Work instructions: Rewrite the items from the line with "Might I trouble you for the coordinates of the glacier ice" through the end of the items, putting "image" in place of "photograph" and changing nothing else.

Records supplied:
───

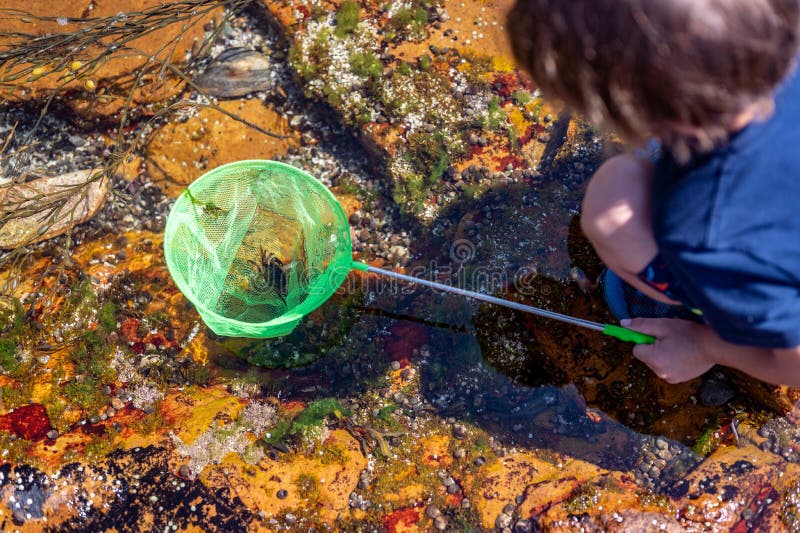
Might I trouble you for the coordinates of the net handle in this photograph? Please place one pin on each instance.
(618, 332)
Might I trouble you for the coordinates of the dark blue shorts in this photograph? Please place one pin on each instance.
(658, 277)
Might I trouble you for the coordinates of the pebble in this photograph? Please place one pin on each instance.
(523, 526)
(502, 521)
(432, 512)
(235, 73)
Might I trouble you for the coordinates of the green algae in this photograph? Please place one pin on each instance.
(522, 97)
(347, 18)
(425, 62)
(366, 65)
(307, 486)
(107, 316)
(315, 414)
(332, 454)
(8, 350)
(496, 116)
(583, 499)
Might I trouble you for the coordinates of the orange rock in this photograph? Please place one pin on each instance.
(182, 150)
(82, 193)
(102, 90)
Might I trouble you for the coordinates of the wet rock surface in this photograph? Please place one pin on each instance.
(391, 408)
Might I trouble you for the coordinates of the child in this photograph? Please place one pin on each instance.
(714, 223)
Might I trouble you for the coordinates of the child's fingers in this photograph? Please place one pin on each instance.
(644, 352)
(656, 327)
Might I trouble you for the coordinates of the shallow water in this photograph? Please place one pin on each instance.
(391, 406)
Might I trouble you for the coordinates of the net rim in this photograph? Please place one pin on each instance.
(291, 315)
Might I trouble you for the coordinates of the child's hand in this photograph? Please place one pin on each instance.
(679, 352)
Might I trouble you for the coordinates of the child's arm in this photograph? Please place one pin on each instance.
(685, 350)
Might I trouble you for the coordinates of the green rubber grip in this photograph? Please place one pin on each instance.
(628, 335)
(361, 267)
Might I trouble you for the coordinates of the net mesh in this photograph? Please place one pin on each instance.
(255, 246)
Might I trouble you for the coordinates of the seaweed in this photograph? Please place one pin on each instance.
(347, 18)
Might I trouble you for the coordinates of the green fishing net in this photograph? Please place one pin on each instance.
(255, 246)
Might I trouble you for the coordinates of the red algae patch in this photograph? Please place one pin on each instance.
(28, 422)
(401, 520)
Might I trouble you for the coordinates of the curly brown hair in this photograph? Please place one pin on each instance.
(681, 70)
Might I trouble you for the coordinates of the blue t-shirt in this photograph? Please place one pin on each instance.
(728, 228)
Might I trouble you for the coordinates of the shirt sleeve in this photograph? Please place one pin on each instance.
(746, 300)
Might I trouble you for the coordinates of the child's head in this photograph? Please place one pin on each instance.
(681, 70)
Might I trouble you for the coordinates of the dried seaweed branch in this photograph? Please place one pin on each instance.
(75, 55)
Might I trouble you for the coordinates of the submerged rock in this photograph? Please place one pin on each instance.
(76, 198)
(236, 73)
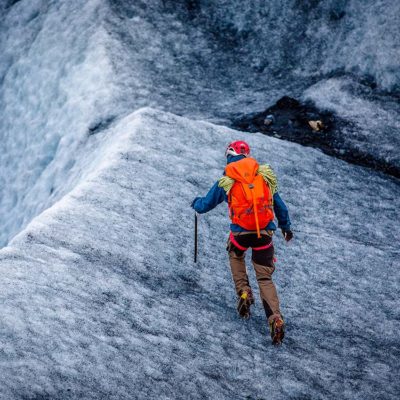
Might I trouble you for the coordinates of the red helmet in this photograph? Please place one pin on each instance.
(237, 148)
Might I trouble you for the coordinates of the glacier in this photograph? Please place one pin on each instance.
(101, 298)
(113, 117)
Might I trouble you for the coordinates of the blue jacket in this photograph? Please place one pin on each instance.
(217, 195)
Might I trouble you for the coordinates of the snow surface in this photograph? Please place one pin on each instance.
(101, 299)
(69, 69)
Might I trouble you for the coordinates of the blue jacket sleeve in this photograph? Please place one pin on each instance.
(281, 212)
(215, 196)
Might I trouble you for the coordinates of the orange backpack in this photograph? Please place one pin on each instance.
(250, 198)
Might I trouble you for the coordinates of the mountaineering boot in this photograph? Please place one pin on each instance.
(277, 329)
(245, 300)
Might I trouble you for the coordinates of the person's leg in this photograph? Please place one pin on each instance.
(240, 278)
(238, 268)
(263, 262)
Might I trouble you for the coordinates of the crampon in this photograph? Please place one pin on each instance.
(277, 329)
(245, 300)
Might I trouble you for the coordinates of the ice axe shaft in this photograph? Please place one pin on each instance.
(195, 237)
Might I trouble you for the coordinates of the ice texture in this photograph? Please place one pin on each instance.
(101, 298)
(70, 69)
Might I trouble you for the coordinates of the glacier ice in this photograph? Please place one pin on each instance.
(101, 299)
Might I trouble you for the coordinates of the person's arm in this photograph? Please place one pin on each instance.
(215, 196)
(282, 215)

───

Exercise solution:
Might I trouble you for the coordinates of the glacier ice in this image? Please place one pin on each instance.
(101, 299)
Might I trouble you for the coordinates of the person's arm in this image? Please place one pin on each instance.
(215, 196)
(282, 215)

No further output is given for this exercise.